Task objective.
Copy the material from the line with "task | put one marker on every instance of the cordless" up to and including the line with "x=111 y=213", keeping every line, and offset each coordinate in the answers by -64.

Exercise input.
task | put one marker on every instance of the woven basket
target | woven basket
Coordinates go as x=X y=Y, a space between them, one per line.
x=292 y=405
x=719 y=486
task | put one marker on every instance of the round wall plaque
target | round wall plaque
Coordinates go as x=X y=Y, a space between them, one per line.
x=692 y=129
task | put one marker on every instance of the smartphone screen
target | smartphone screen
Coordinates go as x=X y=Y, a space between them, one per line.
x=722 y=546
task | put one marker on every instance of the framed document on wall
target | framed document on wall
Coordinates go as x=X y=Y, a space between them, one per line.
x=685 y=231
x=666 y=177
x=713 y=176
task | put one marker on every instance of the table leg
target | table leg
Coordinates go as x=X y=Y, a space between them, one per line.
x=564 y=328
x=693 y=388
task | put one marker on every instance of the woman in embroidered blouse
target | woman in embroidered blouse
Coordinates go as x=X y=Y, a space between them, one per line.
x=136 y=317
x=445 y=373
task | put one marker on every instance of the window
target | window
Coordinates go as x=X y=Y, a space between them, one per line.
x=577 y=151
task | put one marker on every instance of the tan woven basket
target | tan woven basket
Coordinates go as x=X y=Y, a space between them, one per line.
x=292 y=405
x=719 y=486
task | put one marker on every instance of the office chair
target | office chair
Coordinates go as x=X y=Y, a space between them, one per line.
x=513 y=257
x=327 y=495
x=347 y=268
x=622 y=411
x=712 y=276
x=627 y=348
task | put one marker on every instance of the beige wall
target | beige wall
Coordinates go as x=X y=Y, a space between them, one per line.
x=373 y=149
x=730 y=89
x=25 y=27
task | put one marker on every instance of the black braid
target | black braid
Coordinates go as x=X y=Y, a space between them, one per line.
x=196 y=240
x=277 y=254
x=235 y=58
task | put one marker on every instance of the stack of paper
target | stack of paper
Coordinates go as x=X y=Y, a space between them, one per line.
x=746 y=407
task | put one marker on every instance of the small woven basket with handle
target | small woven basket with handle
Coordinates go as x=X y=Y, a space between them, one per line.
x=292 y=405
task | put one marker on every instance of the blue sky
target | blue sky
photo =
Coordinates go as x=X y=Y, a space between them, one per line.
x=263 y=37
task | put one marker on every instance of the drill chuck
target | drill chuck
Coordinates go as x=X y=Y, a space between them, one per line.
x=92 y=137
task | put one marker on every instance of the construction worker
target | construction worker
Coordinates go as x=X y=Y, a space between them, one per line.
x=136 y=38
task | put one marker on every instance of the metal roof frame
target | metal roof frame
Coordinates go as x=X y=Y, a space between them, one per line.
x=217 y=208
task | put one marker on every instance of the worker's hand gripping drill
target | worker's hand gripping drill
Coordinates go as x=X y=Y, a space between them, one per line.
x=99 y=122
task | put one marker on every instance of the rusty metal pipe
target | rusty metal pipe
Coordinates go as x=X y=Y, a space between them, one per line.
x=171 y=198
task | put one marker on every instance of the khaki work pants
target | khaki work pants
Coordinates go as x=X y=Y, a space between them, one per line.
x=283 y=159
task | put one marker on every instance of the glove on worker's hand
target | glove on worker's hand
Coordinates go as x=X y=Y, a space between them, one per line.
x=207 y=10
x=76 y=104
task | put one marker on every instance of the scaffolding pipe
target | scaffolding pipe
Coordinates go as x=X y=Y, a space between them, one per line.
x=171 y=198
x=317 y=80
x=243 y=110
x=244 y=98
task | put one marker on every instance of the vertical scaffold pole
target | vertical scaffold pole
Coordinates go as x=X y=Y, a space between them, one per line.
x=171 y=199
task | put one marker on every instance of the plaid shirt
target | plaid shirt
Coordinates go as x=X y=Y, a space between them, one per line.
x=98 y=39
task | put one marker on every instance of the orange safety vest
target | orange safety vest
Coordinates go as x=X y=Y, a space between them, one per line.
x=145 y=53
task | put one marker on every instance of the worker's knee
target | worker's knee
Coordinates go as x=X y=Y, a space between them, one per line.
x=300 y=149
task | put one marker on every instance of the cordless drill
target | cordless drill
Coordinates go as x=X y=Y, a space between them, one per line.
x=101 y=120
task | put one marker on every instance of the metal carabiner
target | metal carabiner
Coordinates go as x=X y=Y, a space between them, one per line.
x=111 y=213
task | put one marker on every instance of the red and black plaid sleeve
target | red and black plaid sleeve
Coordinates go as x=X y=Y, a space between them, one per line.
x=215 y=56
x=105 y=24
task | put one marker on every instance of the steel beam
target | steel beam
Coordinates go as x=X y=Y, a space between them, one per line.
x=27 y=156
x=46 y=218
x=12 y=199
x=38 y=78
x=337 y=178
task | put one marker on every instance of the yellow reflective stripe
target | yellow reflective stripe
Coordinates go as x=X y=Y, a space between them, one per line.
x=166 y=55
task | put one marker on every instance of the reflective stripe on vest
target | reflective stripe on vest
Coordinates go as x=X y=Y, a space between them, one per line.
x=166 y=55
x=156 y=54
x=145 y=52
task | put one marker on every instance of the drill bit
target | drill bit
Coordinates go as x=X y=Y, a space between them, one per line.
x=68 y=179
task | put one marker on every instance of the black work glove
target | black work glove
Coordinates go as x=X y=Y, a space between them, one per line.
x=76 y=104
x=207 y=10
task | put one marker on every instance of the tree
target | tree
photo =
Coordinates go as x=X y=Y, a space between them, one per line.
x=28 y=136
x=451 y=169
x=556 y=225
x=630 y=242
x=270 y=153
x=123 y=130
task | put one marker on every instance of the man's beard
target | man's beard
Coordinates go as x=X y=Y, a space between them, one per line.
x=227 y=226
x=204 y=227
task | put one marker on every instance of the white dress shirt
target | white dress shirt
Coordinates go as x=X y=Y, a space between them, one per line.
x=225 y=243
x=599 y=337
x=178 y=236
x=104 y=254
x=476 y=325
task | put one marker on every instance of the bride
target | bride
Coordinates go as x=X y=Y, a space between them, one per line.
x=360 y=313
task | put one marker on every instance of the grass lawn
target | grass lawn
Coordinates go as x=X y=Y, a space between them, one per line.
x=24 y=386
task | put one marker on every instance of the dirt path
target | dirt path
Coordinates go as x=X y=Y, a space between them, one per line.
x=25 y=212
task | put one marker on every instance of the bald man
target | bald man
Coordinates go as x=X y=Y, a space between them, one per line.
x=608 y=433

Exercise result.
task | put one marker on every instance of the cordless drill
target | cordless drill
Coordinates go as x=X y=Y, a space between them, one per line.
x=37 y=56
task | put one marker on every instance of the metal carabiner
target | metal carabiner
Coordinates go as x=X y=Y, a space between them, one per line.
x=47 y=149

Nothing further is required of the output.